BRIEF> Rewrite all the records below with their requests, and raise every coordinate in the answers by 117, both the x and the y values. Leave the pictures out of your answer.

── LISTED ENTRIES ──

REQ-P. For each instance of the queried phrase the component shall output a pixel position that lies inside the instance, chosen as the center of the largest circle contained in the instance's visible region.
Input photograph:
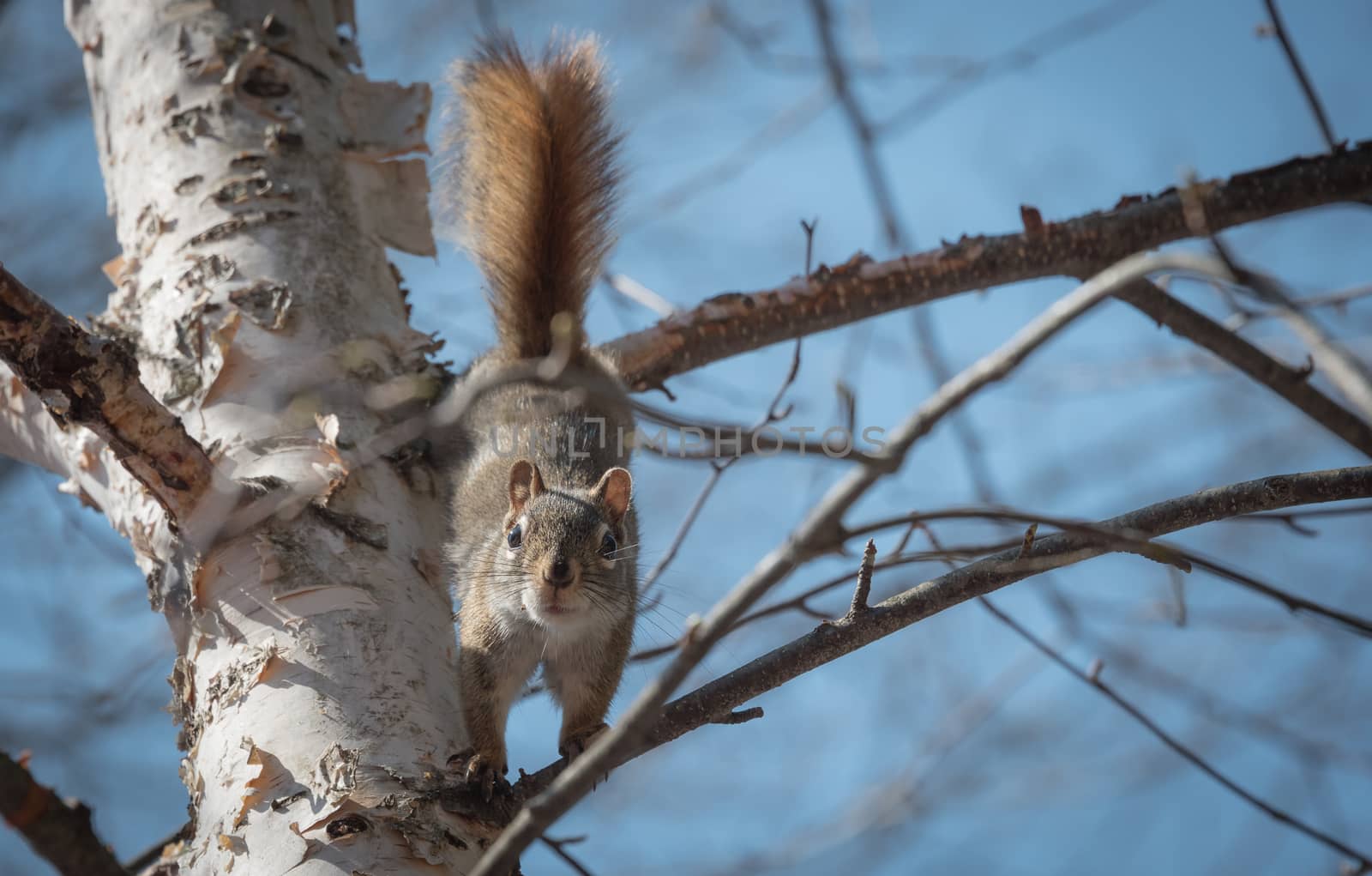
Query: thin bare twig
(873, 169)
(773, 415)
(736, 323)
(1131, 542)
(829, 642)
(864, 589)
(559, 849)
(1303, 77)
(816, 528)
(1344, 370)
(58, 831)
(1170, 741)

───

SOLUTION TO THIS PROBLEM>
REQ-P. For each instance of the queried phrase the component shall output a pixel position that lies inside the instance, chosen as the center of the largest circle contained in the instance's visible region.
Input photograph:
Query: thin bare twig
(990, 286)
(890, 532)
(853, 440)
(1248, 659)
(946, 759)
(981, 706)
(676, 966)
(1420, 194)
(933, 645)
(1461, 487)
(175, 948)
(1287, 858)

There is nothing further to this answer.